PROBLEM STATEMENT — Output each entry below as it stands, leaving out every picture.
────────────────────
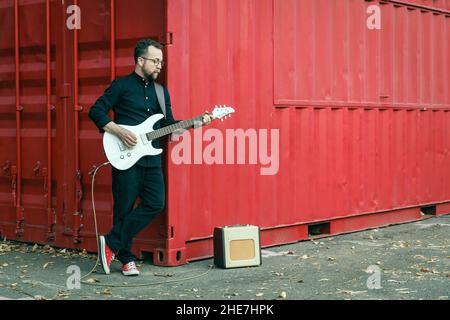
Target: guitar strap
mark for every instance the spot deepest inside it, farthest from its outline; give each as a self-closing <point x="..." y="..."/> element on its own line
<point x="160" y="95"/>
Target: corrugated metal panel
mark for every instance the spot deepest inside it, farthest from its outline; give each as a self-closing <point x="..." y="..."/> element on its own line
<point x="363" y="116"/>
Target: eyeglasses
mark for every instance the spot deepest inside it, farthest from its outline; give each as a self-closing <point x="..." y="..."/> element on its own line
<point x="155" y="61"/>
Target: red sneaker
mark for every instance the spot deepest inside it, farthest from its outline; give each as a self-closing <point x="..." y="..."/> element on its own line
<point x="130" y="269"/>
<point x="106" y="254"/>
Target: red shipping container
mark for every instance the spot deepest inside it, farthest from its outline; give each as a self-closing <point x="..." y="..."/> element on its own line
<point x="338" y="127"/>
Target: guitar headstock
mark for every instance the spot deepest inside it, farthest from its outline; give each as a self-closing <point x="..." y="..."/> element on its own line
<point x="222" y="112"/>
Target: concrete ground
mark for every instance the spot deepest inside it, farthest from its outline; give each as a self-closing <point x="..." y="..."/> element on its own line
<point x="407" y="261"/>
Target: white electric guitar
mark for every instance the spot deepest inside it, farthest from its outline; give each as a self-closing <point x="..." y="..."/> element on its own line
<point x="121" y="157"/>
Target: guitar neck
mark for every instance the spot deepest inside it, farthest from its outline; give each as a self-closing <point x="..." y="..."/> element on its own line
<point x="170" y="129"/>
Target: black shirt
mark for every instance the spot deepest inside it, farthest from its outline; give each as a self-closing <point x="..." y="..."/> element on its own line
<point x="133" y="99"/>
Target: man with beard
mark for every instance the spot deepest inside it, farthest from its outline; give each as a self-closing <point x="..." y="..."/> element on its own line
<point x="134" y="99"/>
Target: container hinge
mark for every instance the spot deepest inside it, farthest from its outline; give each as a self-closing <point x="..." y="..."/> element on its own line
<point x="20" y="220"/>
<point x="51" y="216"/>
<point x="41" y="172"/>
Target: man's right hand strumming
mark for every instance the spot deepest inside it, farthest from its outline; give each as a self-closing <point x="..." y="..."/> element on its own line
<point x="127" y="137"/>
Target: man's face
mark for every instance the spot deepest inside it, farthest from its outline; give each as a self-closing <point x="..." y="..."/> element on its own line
<point x="150" y="63"/>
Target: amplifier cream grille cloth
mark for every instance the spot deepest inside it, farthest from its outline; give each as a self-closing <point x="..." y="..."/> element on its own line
<point x="237" y="246"/>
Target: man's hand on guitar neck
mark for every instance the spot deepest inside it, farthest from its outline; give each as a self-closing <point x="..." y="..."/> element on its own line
<point x="127" y="137"/>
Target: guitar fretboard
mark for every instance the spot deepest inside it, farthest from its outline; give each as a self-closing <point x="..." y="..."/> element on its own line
<point x="169" y="129"/>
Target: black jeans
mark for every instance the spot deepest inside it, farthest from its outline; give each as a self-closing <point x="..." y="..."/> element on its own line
<point x="127" y="185"/>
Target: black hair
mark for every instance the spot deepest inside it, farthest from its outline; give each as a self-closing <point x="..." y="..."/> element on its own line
<point x="141" y="47"/>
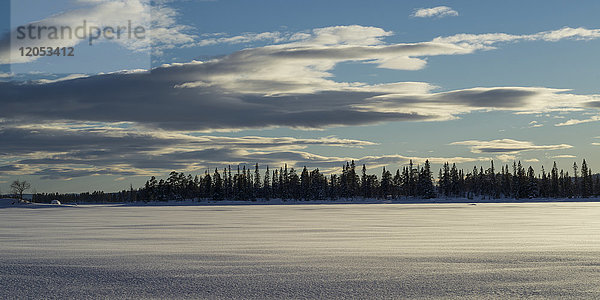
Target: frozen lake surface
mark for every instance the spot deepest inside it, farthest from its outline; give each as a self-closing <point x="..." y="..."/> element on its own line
<point x="541" y="250"/>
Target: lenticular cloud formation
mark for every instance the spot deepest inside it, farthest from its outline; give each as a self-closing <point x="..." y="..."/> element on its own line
<point x="289" y="84"/>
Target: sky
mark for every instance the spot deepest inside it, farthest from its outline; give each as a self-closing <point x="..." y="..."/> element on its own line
<point x="307" y="83"/>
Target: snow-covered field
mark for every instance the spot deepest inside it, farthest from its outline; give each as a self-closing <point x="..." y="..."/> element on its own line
<point x="492" y="250"/>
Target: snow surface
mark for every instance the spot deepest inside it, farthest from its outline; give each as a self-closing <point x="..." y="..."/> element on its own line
<point x="489" y="250"/>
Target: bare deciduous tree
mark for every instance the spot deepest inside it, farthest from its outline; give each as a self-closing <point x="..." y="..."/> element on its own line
<point x="18" y="187"/>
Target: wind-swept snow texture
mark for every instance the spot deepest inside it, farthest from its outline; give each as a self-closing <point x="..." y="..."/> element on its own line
<point x="492" y="250"/>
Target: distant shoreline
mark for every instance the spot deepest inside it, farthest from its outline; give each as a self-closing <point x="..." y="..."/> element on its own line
<point x="14" y="202"/>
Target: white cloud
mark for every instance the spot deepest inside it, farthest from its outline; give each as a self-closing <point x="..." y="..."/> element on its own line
<point x="159" y="21"/>
<point x="507" y="146"/>
<point x="575" y="121"/>
<point x="438" y="11"/>
<point x="506" y="157"/>
<point x="564" y="156"/>
<point x="535" y="124"/>
<point x="488" y="40"/>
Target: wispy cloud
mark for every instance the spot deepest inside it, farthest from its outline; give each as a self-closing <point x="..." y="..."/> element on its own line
<point x="564" y="156"/>
<point x="288" y="84"/>
<point x="438" y="11"/>
<point x="507" y="146"/>
<point x="159" y="21"/>
<point x="576" y="121"/>
<point x="65" y="151"/>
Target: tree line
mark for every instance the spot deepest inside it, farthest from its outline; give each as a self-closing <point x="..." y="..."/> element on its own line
<point x="248" y="184"/>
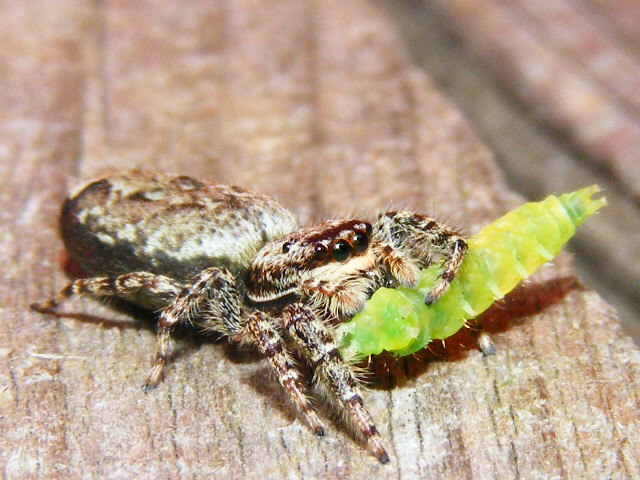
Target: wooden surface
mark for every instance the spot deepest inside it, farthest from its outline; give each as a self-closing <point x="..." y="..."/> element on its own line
<point x="557" y="72"/>
<point x="316" y="103"/>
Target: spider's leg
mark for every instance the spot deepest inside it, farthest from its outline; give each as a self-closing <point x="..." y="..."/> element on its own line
<point x="127" y="284"/>
<point x="260" y="331"/>
<point x="184" y="307"/>
<point x="315" y="340"/>
<point x="417" y="237"/>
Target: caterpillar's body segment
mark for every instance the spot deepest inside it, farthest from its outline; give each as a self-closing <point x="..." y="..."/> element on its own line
<point x="501" y="255"/>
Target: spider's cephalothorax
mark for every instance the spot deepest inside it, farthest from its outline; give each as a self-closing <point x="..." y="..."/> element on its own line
<point x="234" y="262"/>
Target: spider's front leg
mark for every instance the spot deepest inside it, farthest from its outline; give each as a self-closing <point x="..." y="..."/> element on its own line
<point x="406" y="243"/>
<point x="260" y="330"/>
<point x="213" y="301"/>
<point x="214" y="287"/>
<point x="316" y="343"/>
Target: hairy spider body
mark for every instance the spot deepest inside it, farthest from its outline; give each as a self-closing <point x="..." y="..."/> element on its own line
<point x="232" y="261"/>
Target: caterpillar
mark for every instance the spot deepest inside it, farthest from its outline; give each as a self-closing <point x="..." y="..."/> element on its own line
<point x="500" y="256"/>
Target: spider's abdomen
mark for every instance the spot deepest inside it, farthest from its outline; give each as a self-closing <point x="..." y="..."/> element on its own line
<point x="170" y="225"/>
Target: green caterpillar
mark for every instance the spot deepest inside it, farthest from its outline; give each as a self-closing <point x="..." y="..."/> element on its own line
<point x="501" y="255"/>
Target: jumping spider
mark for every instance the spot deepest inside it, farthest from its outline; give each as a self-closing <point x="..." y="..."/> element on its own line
<point x="234" y="262"/>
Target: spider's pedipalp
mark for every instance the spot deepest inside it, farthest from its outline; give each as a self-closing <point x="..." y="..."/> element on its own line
<point x="410" y="241"/>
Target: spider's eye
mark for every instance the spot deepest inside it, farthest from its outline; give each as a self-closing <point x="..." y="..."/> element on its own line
<point x="369" y="229"/>
<point x="341" y="251"/>
<point x="319" y="251"/>
<point x="360" y="242"/>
────────────────────
RESPONSE BELOW —
Target: guitar strap
mark for every instance the spot deepest inside it, farthest from its outline; give each as a self-closing <point x="..." y="..."/> element on its own line
<point x="160" y="95"/>
Target: corrugated metal panel
mark for every instance the spot deepest inside it, farthest from its outline; give each as a self-closing <point x="..." y="..."/> element on its own line
<point x="363" y="116"/>
Target: eyeglasses
mark for every instance the spot deepest inside it, farthest from its outline; give each as a self-closing <point x="..." y="..."/> element on its own line
<point x="155" y="61"/>
Target: red sneaker
mark for every instance the spot deepest inside it, farthest from its outline; give each as a self-closing <point x="..." y="..."/> element on its own line
<point x="130" y="269"/>
<point x="106" y="254"/>
Target: red shipping container
mark for every instance the spot deepest inside it, farthest from its outline; give each as a self-closing <point x="..." y="..."/> element on its own line
<point x="338" y="127"/>
Target: guitar headstock
mark for every instance the spot deepest inside it, farthest from its outline; give each as a self-closing <point x="..." y="..."/> element on its own line
<point x="222" y="112"/>
Target: concrete ground
mark for every instance the spot deepest inside it, farthest from its outline; give each as a self-closing <point x="..." y="..."/> element on its own line
<point x="407" y="261"/>
Target: white electric guitar
mark for every instance the spot deepest inside it, farthest from its outline; give each as a self-closing <point x="..." y="..."/> element on its own line
<point x="121" y="157"/>
Target: guitar neck
mark for every instance the spot deepest inside it, farthest from its outline; give each as a self-closing <point x="..." y="..."/> element on its own line
<point x="170" y="129"/>
Target: black shirt
mark for every instance the spot deepest inside it, farthest from its outline; give each as a self-closing <point x="..." y="..."/> element on its own line
<point x="133" y="99"/>
Target: man with beard
mark for every instance the spot deepest inside it, farthest from its outline; give each as a self-closing <point x="..." y="..."/> element on its own line
<point x="134" y="99"/>
Target: container hinge
mark for every instance the spot deepest inside it, farthest from its outline; give each as a self-closing <point x="..." y="..."/> element on its own line
<point x="20" y="220"/>
<point x="51" y="216"/>
<point x="41" y="172"/>
Target: man's right hand strumming
mark for every instance the spot deepest inside it, farthest from its outline; give each as a self-closing <point x="..." y="..."/> element on its own line
<point x="127" y="137"/>
Target: man's face
mark for every instance the spot deepest inside it, farthest from its outline; give each as a self-closing <point x="..." y="..."/> element on its own line
<point x="150" y="63"/>
Target: amplifier cream grille cloth
mark for every instance the spot deepest inside it, farthest from its outline; give each as a self-closing <point x="..." y="..."/> element on its own line
<point x="237" y="246"/>
Target: man's hand on guitar neck
mark for every instance the spot deepest inside it, farthest from its outline; give each as a self-closing <point x="..." y="..."/> element on its own line
<point x="127" y="137"/>
Target: guitar fretboard
mark for every instance the spot deepest inside it, farthest from its outline; give each as a self-closing <point x="..." y="..."/> element on its own line
<point x="169" y="129"/>
Target: black jeans
mark for every instance the spot deepest inside it, farthest from its outline; give each as a self-closing <point x="..." y="..."/> element on its own line
<point x="127" y="185"/>
Target: black hair
mark for every instance the spot deepest inside it, farthest from its outline; give each as a self-closing <point x="..." y="..."/> element on its own line
<point x="141" y="47"/>
Target: frozen lake surface
mark for every instance the spot deepest inside it, farthest from its outline; give each as a self-closing <point x="..." y="..."/> element on its own line
<point x="541" y="250"/>
Target: lenticular cloud formation
mark for every instance the spot deepest inside it, farthest from its outline; give each as a self-closing <point x="..." y="..."/> element on its own line
<point x="289" y="84"/>
Target: sky
mark for every instance the spot deepest inside it, farthest from its outline; give each as a self-closing <point x="..." y="..."/> element on its own line
<point x="307" y="83"/>
Target: snow-covered field
mark for every instance the spot deepest inside it, farthest from its outline; give each as a self-closing <point x="..." y="..."/> element on its own line
<point x="492" y="250"/>
Target: snow surface
mark for every instance the spot deepest inside it, farthest from its outline; give each as a self-closing <point x="..." y="..."/> element on its own line
<point x="489" y="250"/>
Target: bare deciduous tree
mark for every instance the spot deepest inside it, farthest from its outline; give each as a self-closing <point x="..." y="..."/> element on its own line
<point x="18" y="187"/>
Target: wind-swept snow texture
mark for every instance the spot deepest inside it, farthest from its outline; give each as a self-closing <point x="..." y="..."/> element on its own line
<point x="492" y="250"/>
Target: distant shoreline
mark for every instance the spot deepest inside it, farthest from its outline; give each as a self-closing <point x="..." y="..."/> element on its own line
<point x="14" y="202"/>
Target: white cloud
mark for every instance the spot deepest inside it, farthest from its outline; give each as a self-closing <point x="..." y="..."/> element on its own line
<point x="159" y="21"/>
<point x="507" y="146"/>
<point x="575" y="121"/>
<point x="438" y="11"/>
<point x="506" y="157"/>
<point x="564" y="156"/>
<point x="535" y="124"/>
<point x="488" y="40"/>
Target: wispy cloud
mark for every instance the spot deepest inside it, farthest from its outline; give each as a self-closing <point x="..." y="..."/> element on its own line
<point x="564" y="156"/>
<point x="288" y="84"/>
<point x="438" y="11"/>
<point x="507" y="146"/>
<point x="159" y="21"/>
<point x="576" y="121"/>
<point x="65" y="151"/>
Target: tree line
mark for every instance the spot deepest inside it, farthest from its outline; give each as a self-closing <point x="..." y="..."/> element on its own line
<point x="248" y="184"/>
Target: wooden surface
mark for every instance the spot deepest inside it, farthest from its outline; give each as a self-closing <point x="..." y="..."/> element on its own line
<point x="557" y="72"/>
<point x="316" y="103"/>
Target: spider's leg
mark for every instance the spot deepest inside it, farthest from its outline; give each as a self-closing <point x="..." y="..."/> element on its own line
<point x="127" y="284"/>
<point x="260" y="331"/>
<point x="184" y="307"/>
<point x="315" y="340"/>
<point x="417" y="237"/>
Target: caterpillar's body segment
mark for every instance the spot deepest inside it, farthest from its outline; give each as a self-closing <point x="..." y="..."/> element on its own line
<point x="501" y="255"/>
Target: spider's cephalothorax
mark for every instance the spot deepest inside it, farthest from its outline; give each as a self-closing <point x="..." y="..."/> element on its own line
<point x="234" y="262"/>
Target: spider's front leg
mark for every instance the spot deepest inside it, farthest from its outline; give each as a self-closing <point x="..." y="..."/> element on its own line
<point x="406" y="243"/>
<point x="260" y="330"/>
<point x="213" y="301"/>
<point x="214" y="287"/>
<point x="316" y="343"/>
Target: hairy spider body
mark for every instance the spot deepest inside it, farthest from its outline; give each as a self-closing <point x="..." y="..."/> element on its own line
<point x="232" y="261"/>
Target: caterpillar
mark for every instance the spot deepest inside it, farthest from its outline; give each as a self-closing <point x="..." y="..."/> element on its own line
<point x="500" y="256"/>
Target: spider's abdomen
mark for every instance the spot deepest inside it, farthest from its outline; give each as a self-closing <point x="..." y="..."/> element on its own line
<point x="170" y="225"/>
Target: green caterpillar
mark for every instance the spot deepest inside it, farthest from its outline; give each as a self-closing <point x="..." y="..."/> element on its own line
<point x="501" y="255"/>
Target: jumping spider
mark for every instance the spot deepest inside it, farthest from its outline; give each as a self-closing <point x="..." y="..."/> element on its own line
<point x="234" y="262"/>
Target: spider's pedipalp
mark for every instance the spot deepest inside it, farthest from its outline; give each as a self-closing <point x="..." y="..."/> element on its own line
<point x="410" y="241"/>
Target: spider's eye
mark for every instance the spot deepest inside it, farthest from its outline; give each as a self-closing <point x="..." y="..."/> element on its own line
<point x="369" y="229"/>
<point x="341" y="251"/>
<point x="319" y="251"/>
<point x="360" y="242"/>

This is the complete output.